Required task:
Copy each of the rows below word for word, in the same order.

[START OF Material to process]

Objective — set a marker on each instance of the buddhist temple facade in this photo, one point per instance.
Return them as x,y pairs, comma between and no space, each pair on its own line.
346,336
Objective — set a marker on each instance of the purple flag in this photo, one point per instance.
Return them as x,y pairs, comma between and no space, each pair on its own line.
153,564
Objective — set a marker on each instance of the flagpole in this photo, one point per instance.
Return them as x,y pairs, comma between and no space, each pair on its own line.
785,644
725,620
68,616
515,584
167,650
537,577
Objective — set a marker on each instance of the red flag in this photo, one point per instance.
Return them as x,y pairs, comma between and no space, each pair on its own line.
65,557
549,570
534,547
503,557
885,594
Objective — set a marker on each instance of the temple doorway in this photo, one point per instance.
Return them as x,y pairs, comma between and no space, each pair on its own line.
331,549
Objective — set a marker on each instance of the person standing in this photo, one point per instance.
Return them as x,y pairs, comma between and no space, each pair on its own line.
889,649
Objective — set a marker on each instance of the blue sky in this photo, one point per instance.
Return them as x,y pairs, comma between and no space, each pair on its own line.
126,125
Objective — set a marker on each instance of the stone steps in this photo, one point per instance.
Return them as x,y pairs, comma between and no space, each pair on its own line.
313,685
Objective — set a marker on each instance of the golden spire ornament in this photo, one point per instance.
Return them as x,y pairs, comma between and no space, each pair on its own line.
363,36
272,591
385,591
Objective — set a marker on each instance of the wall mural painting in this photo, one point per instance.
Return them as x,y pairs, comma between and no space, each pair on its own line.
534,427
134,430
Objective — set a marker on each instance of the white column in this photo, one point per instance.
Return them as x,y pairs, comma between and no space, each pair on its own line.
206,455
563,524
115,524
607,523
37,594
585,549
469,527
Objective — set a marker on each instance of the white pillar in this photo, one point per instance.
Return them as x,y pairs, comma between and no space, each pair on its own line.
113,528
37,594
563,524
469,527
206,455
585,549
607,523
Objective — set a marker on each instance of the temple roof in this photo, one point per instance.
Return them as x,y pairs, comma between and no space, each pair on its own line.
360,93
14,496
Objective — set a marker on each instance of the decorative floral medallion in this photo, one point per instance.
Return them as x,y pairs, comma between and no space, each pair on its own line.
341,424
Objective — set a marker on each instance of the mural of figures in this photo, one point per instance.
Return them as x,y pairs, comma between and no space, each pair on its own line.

[END OF Material to process]

The result:
Objective — set a marker on each instance of the buddhist temple facade in this photo, one point per instance.
Return them as x,y pairs, comma between and no space, each pair on its own line.
346,336
Objective — set a marker on each instance of the purple flag in this photo, one point per instance.
Return them as x,y pairs, comma between and no space, each pair on its own line.
153,564
Objective — set a marker on each instance of the flagpole in this photo, one point per instance.
Return them as x,y pairs, comma between and no space, each pair on its own line.
785,644
725,620
68,616
515,584
167,650
537,577
Objective — set a marker on each instance of the red flag in this photo, one point per instance.
Return them as x,y pairs, comma between and no space, each pair on its own line.
65,557
549,570
534,547
503,557
885,594
Objective — set a marker on each instance of the temple doorway in this photo, one point per instance.
Return them as x,y pairs, comma between and no space, each pair on its own line.
331,549
Objective — set a marker on each instance of the person standing in this photo, one point per instance.
Return them as x,y pairs, comma between and no space, each pair on its own line.
889,649
Objective — set a marker on each instance of the blue sky in this photo, one point per instance.
Return them as x,y pairs, comma between and no space, each pair on its own line.
126,125
Objective — set a marker on each instance of the stone steps in this photo, one point per instance.
Return them as x,y pairs, comma between and no space, each pair on its own line.
313,685
Objective — set a marker on each instance of the golden spire ornament in this photo, one point per instance.
Return them as x,y pairs, comma between and no space, each pair on its own line.
363,36
272,591
385,591
Objective — set a marker on each instance of the wall mural painting in this photo, one point per instance.
Return them as x,y pairs, comma between and no space, each pair on its own line.
534,427
134,430
Objective — set a marker on each instance of the white column in this photo, one point per instance.
Return them as x,y pairs, comma between and no space, each pair on its own line.
206,455
563,524
115,524
607,523
37,594
585,549
469,527
Objective — set a marker on each instance of the white pillar in this photo, one point per instance.
Return them as x,y pairs, comma between and no space, each pair on its own line.
113,528
37,594
563,524
469,527
206,455
585,549
607,523
Objective — set a marker on each instance of the temple roof in this photo, one point per instance.
Return them as x,y pairs, comma between and no space, each pair on its own line.
360,93
14,496
Objective — set a marker on each instance of the decorative floral medallion in this photo, one point per instance.
Return them as x,y pairs, comma between and no space, each pair on its own line.
341,424
Objective — set a marker on each instance of the mural of figures in this photo, one point per instance.
Return them as x,y pairs, comma between and no space, each pair on its own line.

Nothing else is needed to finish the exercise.